Selected text:
Just apply De Morgan's law on each of them individually.
Here's a refreshener:
\$\overline{AB}=\overline{A}+\overline{B}\$
\$\overline{A+B}=\bar{A}\bar{B}\$
\$\overline{\overline{A}}=A\$
First add some not gates.
\$\overline{\overline{\overline{x}y}}+\overline{\overline{x\overline{y}}}+\overline{\overline{\overline{y}z}}\$
Then De Morgan them to the maximum.
Here's the continuation in hidden format, I do encourage you to apply De Morgan's law on your own.
\$\overline{\overline{\overline{x}}+\overline{y}}+\overline{\overline{x}+\overline{\overline{y}}}+\overline{\overline{\overline{y}}+\overline{z}}\$
And after you've applied De Morgan's Law, then you might want to remove unnecessary gates. Use these two yellow boxes as a way to control that you've calculated correctly.
\$\overline{x+\overline{y}}+\overline{\overline{x}+y}+\overline{y+\overline{z}}\$
This is how it looks like in a schematic.

Dataset records:
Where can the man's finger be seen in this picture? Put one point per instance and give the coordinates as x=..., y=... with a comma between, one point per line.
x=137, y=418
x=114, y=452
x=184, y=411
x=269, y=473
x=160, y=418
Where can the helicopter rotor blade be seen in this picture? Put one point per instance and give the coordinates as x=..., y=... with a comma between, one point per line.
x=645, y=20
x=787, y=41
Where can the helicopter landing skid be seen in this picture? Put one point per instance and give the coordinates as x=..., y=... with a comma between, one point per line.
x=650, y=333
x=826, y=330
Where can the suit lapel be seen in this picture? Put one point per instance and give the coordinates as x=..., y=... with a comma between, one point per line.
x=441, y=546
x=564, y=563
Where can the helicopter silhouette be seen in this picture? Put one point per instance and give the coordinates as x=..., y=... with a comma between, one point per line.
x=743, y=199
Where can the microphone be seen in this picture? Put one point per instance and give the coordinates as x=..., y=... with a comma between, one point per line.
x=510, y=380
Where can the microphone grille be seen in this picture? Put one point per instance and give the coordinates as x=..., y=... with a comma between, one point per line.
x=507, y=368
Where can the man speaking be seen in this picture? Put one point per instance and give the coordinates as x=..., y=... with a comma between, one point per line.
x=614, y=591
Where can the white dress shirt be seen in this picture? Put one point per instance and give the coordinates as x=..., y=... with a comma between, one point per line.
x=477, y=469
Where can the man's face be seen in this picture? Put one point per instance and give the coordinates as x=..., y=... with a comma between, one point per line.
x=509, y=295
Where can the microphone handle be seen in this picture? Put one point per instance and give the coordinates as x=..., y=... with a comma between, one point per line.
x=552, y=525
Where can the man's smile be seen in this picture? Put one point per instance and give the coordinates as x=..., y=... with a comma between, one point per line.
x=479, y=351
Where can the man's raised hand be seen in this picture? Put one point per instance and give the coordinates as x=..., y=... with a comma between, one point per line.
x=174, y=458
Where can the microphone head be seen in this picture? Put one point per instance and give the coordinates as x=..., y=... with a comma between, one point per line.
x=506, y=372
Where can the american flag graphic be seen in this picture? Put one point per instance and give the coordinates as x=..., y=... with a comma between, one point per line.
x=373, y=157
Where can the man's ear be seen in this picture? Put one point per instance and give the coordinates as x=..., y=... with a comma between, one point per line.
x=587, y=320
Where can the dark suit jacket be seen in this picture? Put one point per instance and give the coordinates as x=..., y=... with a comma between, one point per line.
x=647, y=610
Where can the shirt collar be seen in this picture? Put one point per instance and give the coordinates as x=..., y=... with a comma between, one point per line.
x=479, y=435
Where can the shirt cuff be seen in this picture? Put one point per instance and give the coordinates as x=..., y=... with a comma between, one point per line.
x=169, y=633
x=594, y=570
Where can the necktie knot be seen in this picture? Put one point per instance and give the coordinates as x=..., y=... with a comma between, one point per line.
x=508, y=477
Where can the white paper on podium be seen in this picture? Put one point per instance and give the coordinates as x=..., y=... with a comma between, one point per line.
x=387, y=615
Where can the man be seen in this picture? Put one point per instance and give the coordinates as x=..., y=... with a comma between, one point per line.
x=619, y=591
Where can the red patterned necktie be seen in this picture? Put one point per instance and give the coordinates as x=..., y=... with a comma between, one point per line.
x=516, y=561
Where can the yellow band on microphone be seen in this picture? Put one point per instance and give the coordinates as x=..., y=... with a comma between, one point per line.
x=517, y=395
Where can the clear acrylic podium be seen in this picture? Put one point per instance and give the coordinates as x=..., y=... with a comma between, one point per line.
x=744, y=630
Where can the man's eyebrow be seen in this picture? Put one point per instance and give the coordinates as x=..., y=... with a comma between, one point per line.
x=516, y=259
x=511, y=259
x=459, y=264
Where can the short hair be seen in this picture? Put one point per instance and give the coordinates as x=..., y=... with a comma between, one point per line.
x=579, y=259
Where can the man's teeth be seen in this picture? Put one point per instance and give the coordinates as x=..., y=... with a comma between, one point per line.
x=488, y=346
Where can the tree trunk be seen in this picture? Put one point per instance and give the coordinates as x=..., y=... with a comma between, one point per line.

The tasks:
(a) In one to three sentences, explain what the De Morgan's law post says the two yellow boxes are for.
(b) Please copy everything in the De Morgan's law post from "Just apply De" down to "to the maximum.".
The entries aren't needed for this.

Solution set:
(a) They let you check that you have calculated correctly. You use them after applying De Morgan's law and removing the unnecessary gates.

(b)
Just apply De Morgan's law on each of them individually.
Here's a refreshener:
\$\overline{AB}=\overline{A}+\overline{B}\$
\$\overline{A+B}=\bar{A}\bar{B}\$
\$\overline{\overline{A}}=A\$
First add some not gates.
\$\overline{\overline{\overline{x}y}}+\overline{\overline{x\overline{y}}}+\overline{\overline{\overline{y}z}}\$
Then De Morgan them to the maximum.